= Data excerpts =
--- START ---

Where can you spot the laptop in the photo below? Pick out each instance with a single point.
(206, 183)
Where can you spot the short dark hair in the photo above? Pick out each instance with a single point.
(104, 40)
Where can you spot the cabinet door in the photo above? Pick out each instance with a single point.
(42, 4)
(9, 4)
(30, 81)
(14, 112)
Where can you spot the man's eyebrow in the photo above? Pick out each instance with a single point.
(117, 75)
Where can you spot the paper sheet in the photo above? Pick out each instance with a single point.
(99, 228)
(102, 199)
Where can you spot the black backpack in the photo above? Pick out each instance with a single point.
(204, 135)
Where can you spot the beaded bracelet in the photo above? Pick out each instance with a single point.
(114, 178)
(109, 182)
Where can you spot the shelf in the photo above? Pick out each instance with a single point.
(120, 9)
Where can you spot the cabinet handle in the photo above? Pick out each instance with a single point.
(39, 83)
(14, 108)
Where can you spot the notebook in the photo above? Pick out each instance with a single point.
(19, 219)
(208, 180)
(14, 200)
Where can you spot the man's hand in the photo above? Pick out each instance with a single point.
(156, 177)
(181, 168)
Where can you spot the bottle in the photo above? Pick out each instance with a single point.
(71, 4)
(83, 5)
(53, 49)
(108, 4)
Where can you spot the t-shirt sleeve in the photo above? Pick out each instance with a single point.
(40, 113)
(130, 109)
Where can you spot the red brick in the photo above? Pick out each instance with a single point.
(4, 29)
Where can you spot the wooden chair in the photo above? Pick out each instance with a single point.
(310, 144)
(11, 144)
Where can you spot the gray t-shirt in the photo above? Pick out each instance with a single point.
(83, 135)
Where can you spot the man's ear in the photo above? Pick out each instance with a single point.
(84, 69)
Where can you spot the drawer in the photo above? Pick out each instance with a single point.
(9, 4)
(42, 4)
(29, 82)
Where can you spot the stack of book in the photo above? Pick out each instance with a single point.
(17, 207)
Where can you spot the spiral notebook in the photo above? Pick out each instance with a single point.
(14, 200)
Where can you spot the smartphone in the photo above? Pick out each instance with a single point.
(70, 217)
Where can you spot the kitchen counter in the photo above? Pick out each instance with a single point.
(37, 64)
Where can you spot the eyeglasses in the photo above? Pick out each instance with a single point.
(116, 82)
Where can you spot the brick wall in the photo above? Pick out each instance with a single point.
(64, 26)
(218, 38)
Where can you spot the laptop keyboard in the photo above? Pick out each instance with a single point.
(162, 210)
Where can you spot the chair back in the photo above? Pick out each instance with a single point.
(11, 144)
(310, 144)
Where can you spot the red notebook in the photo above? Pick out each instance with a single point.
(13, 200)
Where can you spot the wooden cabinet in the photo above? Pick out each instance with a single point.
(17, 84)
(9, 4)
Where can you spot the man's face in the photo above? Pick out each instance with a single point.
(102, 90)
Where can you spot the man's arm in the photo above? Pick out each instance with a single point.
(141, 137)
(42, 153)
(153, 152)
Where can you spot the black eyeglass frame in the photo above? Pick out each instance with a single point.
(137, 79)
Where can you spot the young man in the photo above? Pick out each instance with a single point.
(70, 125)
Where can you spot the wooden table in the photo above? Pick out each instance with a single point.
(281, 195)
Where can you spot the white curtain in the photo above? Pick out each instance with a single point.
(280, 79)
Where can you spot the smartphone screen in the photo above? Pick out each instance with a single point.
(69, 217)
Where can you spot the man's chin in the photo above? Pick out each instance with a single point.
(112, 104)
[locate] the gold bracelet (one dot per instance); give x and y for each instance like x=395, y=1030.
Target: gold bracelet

--- END ---

= What the task asks =
Leaving no line out, return the data above verbatim.

= Answer space =
Where can you spot the laptop in the photo below? Pick out each instance with a single point.
(206, 183)
Where can you spot the short dark hair in the photo above? Pick out each instance with a single point.
(104, 40)
Where can you spot the cabinet door in the photo above? Pick out each instance with a single point.
(42, 4)
(9, 4)
(30, 81)
(14, 112)
Where can you spot the man's eyebrow in the photo above? Pick out each instance with a single point.
(117, 75)
Where can you spot the paper sheet in the photo above? Pick out each instance with a single point.
(99, 228)
(102, 199)
Where can you spot the black backpack in the photo above? Pick out each instance with a single point.
(204, 135)
Where can you spot the beaded bracelet in the photo above? Pick out each instance with a single point.
(114, 178)
(109, 182)
Where can you spot the shelf in the photo above? Pick out each instance with a single point.
(120, 9)
Where can you spot the cabinet handle in the photo above? Pick out each instance with a single point.
(39, 83)
(14, 108)
Where can you spot the notebook in the photo above? Pick out each instance with a single point.
(19, 219)
(208, 180)
(14, 200)
Where can you spot the man's hand in the photo above? Pick out each instance with a single point.
(156, 177)
(181, 168)
Where can you spot the bottle in the photo above? Pick out each instance with a single point.
(71, 4)
(83, 5)
(53, 49)
(108, 4)
Where can you spot the t-shirt sleeve in the photo above? Pick out each instance with a single point.
(40, 113)
(130, 109)
Where can you spot the red brick in the photo above? Pick out each instance with a single point.
(4, 29)
Where can you spot the wooden chair in the photo above? Pick out each instance with a single point.
(310, 144)
(11, 144)
Where can you spot the gray t-shirt in the photo above? Pick out each instance with a single point.
(83, 135)
Where can you spot the man's ear in the photo above? Pick out each instance with a single point.
(84, 69)
Where can you spot the drawer in the photo above? Pick out each instance with a single point.
(9, 4)
(42, 4)
(29, 82)
Where can you spot the stack of book in the photo above? Pick out each instance with a single point.
(17, 207)
Where can you spot the spiral notebook in the photo above? Pick out each instance with a single point.
(14, 200)
Where can you spot the smartphone in the photo above? Pick out each instance with a single point.
(70, 217)
Where can you spot the kitchen counter in the photo above? Pick out each instance with a single point.
(37, 64)
Where can you spot the eyeglasses in the photo above? Pick out each instance with a single point.
(116, 82)
Where can you spot the brick wall in the photo above? Pick out each instance with a single point.
(64, 26)
(218, 38)
Where can you spot the laptop keyboard in the photo above? Pick out each instance with a single point.
(162, 210)
Where can you spot the chair back in the photo above? Pick out each instance with a single point.
(11, 144)
(310, 144)
Where can you spot the red notebook in the photo above? Pick out each instance with a single point.
(13, 200)
Where can you spot the wooden cabinet in the photo above? Pick out each instance with a single point.
(17, 84)
(9, 4)
Where can you spot the man's face in the photo above? Pick out each instance with a single point.
(102, 90)
Where can you spot the man's arm in the photo above? Pick out each instance with a single point.
(141, 137)
(42, 153)
(153, 152)
Where can you spot the black eyeglass frame in the photo above? Pick out each instance with a single point.
(137, 79)
Where can you spot the young man in the photo above? Pick out each instance with a single point.
(70, 125)
Where can you spot the wooden table in the photo above? Pick out each instance with a single point.
(281, 195)
Where can you spot the white curtain in the photo above? Pick out each instance with a single point.
(280, 79)
Where can you spot the smartphone screen in the photo above? Pick out each instance with a single point.
(69, 217)
Where can you spot the man's chin in the photo above? Pick out each instance with a single point.
(112, 104)
[locate] the gold bracelet (one dot per instance); give x and y for each instance like x=395, y=1030.
Target: gold bracelet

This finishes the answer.